Write every entry out again, unchanged.

Segment Open

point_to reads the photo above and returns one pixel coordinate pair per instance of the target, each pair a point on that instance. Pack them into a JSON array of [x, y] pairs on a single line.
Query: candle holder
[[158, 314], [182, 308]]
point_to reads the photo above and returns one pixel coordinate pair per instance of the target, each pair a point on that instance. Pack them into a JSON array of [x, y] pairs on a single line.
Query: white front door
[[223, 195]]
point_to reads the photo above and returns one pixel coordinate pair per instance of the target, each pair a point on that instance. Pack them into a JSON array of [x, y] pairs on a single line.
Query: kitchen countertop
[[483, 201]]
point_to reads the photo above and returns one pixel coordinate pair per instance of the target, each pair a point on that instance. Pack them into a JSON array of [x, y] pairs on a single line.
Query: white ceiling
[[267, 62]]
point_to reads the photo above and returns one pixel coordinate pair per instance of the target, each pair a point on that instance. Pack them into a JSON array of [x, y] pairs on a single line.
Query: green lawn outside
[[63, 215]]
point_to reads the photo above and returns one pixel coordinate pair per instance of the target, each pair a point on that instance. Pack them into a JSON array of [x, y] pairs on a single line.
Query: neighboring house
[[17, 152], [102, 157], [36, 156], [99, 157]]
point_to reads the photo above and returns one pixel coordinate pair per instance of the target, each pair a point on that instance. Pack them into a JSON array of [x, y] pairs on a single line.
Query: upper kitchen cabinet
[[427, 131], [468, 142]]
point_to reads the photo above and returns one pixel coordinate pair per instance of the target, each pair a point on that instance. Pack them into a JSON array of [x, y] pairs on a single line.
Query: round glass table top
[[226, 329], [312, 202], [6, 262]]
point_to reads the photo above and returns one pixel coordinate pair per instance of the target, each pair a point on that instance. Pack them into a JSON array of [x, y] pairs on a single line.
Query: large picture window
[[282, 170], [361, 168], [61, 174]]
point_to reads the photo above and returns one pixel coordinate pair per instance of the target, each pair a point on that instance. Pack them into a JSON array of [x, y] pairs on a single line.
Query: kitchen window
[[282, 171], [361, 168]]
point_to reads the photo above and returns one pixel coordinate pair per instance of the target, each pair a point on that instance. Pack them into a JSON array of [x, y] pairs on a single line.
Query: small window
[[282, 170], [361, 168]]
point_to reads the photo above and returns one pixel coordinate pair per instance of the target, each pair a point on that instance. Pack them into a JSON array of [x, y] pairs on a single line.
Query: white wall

Segment Closed

#### [OUTPUT OF THE TASK]
point_to reads the photo above and returns one pixel coordinate pair per instance of the target, each pair a point on that instance. Pack them into a JSON array of [x, y] pairs on a single line.
Query: candle holder
[[158, 314], [182, 308]]
point_to reads the photo above and returns one pixel coordinate pair per instance of the target, each pair a point on that instance. Pack them into a JSON array of [x, y] pairs on a single line.
Query: white front door
[[223, 195]]
point_to reads the photo above and returns one pixel coordinate pair per instance of the target, each pair a point on that instance. Pack them into a JSON array of [x, y] pairs on a single line.
Query: kitchen countertop
[[483, 201]]
point_to reads the photo above and returns one pixel coordinate pair per instance of the target, each pair a point on that instance. Pack them into a JSON array of [x, y] pairs on a single line.
Query: white ceiling
[[267, 62]]
point_to reads the photo above and returns one pixel coordinate pair per instance of the target, each pair a point on that instance. Pack them into a JSON array of [x, y] pairs on a single line.
Query: green lawn outside
[[63, 215]]
point_to reads the photo above and returns one pixel coordinate pair per instance of the target, each pair a point on that instance. Pack them into a JSON array of [x, y] pairs on a single line.
Query: neighboring house
[[17, 152], [102, 157], [36, 156], [99, 157]]
point_to reads the photo above and returns one pixel coordinate pair per instance of the target, each pair a point on that instance. Pack them into a JSON array of [x, y] pairs on a single line.
Query: upper kitchen cabinet
[[427, 131], [468, 142]]
point_to reads the photo above and returns one pixel coordinate pair per instance of the target, each pair a point on that instance. Pack them into a JSON array of [x, y] pairs on a single line.
Query: round glass table top
[[226, 329], [312, 202], [6, 262]]
point_to reads the photo above and returns one pixel coordinate pair per instance of the target, each pair a point on that instance. Pack them into a JSON array of [x, y] pairs on a single line.
Query: large picture window
[[282, 170], [361, 168], [61, 174]]
point_to reads the photo above and returns one pixel coordinate pair per instance of the target, each pair a point on that instance. Pack them into a JSON array of [x, y] pairs on a single line.
Query: kitchen window
[[282, 171], [361, 168]]
point_to reads the photo above and returns one pixel coordinate pair per instance of the target, each pair a point on that instance. Pack them into a JSON array of [x, y] pairs on a single line.
Query: small window
[[282, 170], [361, 168]]
point_to reads the photo above and returns one pixel coordinate pair per instance of the target, each pair a point on that instance. Pack them into a JSON array of [x, y] pairs on a single line.
Query: white wall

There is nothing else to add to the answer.